**EXTRACT:**

BEGIN

Artificial Intelligence and civil liability. Who pays the damages?
The progressive diffusion of technologies and in general of AI tools in business realities is a sure progress and in a perspective of economic revival and relaunch, in particular post-Covid-19, their use seems unavoidable. However, there are several problems and risks related to their use. One of the main challenges relates to the liability for damages which may arise from the tools. The European Institutions have recently addressed the issue, trying to give some guidelines, but there is still some lack of legislation that must be filled in.
Especially after Covid - 19 and in the view to the relaunch of the economy, the use of artificial intelligence in public and private sectors seems unavoidable. The industries that might have more advantages by using AI are manufacturing industry (see industrial robots), transport (see self-driven vehicle), financial markets, health and medical care (see medical robots and diagnostic – assistive technology) and general care (see self-cleaning of public places). However, there are several problems and risks related to the use of AI. Indeed, as we shall see, what makes this technology unique (and risky) is its “opacity” or – as often said – its “black box” features.
The European institutions have been addressing this and related issues for quite a few years now, but recently the attention on AI has significantly increased. Among the many documents, it is worth remembering the White Paper on Artificial Intelligence of the European Commission of February 19th 2020 and the Draft Report with recommendations to the Commission on a Civil liability regime for artificial intelligence, which includes a motion for a European Parliament Resolution and detailed recommendations for drawing up a European Parliament and Council Regulation on liability for the operation of artificial intelligence-systems, issued by the European Parliament on the April 27th; and finally the Study - commissioned by the Policy Department C at the request of the Committee on Legal Affairs - on Artificial Intelligence and Civil Liability, published on the July 14th 2020.
In all these documents, the European Institutions and expert groups stress the fact that one of the key issues of using artificial intelligence (whether by public administration or by private entities, such as businesses) is the liability for damages that can arise in relation to the use of AI tools and in particular caused by the defects of the AI tools. However, as mentioned, one of the main problem of using AI is its “opacity”: indeed, due to the fact that the AI-systems may depend on external data and be vulnerable to cybersecurity breaches and have more and more high degree of autonomy, it may be difficult or even impossible to identify the liable person and as a result, the harmed person could face difficulties to get compensation.

END

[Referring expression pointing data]
BEGIN

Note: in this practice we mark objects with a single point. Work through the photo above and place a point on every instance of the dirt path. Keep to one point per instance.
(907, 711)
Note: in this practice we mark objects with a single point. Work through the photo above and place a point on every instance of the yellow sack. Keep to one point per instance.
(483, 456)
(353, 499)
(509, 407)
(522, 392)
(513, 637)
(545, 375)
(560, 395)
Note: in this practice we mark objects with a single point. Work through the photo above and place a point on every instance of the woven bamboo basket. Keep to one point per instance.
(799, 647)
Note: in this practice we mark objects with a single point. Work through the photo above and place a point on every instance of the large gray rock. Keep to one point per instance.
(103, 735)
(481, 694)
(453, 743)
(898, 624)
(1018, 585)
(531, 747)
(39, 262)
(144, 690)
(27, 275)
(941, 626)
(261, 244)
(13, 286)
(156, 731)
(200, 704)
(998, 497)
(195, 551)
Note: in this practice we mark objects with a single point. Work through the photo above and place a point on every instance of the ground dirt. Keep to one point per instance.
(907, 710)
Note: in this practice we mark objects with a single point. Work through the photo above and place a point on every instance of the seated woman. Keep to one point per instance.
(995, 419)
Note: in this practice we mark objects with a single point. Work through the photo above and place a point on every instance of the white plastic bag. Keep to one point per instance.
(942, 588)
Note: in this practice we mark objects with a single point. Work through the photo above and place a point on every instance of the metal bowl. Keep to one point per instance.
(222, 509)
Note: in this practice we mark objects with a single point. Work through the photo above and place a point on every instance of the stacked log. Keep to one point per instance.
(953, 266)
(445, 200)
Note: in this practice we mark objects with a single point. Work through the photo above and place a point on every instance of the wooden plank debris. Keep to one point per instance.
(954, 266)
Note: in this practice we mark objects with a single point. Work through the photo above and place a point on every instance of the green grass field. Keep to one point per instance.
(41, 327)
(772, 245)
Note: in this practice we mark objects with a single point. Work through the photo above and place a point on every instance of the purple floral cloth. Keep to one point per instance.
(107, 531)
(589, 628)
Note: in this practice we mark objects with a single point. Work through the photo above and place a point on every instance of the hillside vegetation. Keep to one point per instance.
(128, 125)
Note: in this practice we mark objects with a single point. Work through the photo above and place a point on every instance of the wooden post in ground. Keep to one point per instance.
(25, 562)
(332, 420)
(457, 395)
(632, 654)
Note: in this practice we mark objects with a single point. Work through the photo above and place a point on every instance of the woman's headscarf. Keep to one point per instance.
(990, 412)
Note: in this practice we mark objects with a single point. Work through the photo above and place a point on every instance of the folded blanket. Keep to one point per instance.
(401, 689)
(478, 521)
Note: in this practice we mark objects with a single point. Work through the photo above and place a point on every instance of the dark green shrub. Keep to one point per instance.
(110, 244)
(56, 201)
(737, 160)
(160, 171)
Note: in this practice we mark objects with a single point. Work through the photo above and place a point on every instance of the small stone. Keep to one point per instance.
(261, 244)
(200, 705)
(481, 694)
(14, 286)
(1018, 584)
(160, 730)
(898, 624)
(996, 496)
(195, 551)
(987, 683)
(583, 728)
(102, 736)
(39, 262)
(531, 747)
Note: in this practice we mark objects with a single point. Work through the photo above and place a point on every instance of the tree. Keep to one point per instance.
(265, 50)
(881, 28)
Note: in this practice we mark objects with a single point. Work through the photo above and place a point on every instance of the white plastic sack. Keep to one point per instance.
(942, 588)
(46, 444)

END

**PARTS OF THE EXERCISE:**
**1.** In the article on AI and civil liability, on what date was the Study on Artificial Intelligence and Civil Liability published?
**2.** From the article on AI and civil liability, output the part that opens with the words containing "The progressive diffusion" and closes with "be filled in.".

**SOLUTIONS BELOW:**
**1.** July 14th 2020

**2.**
The progressive diffusion of technologies and in general of AI tools in business realities is a sure progress and in a perspective of economic revival and relaunch, in particular post-Covid-19, their use seems unavoidable. However, there are several problems and risks related to their use. One of the main challenges relates to the liability for damages which may arise from the tools. The European Institutions have recently addressed the issue, trying to give some guidelines, but there is still some lack of legislation that must be filled in.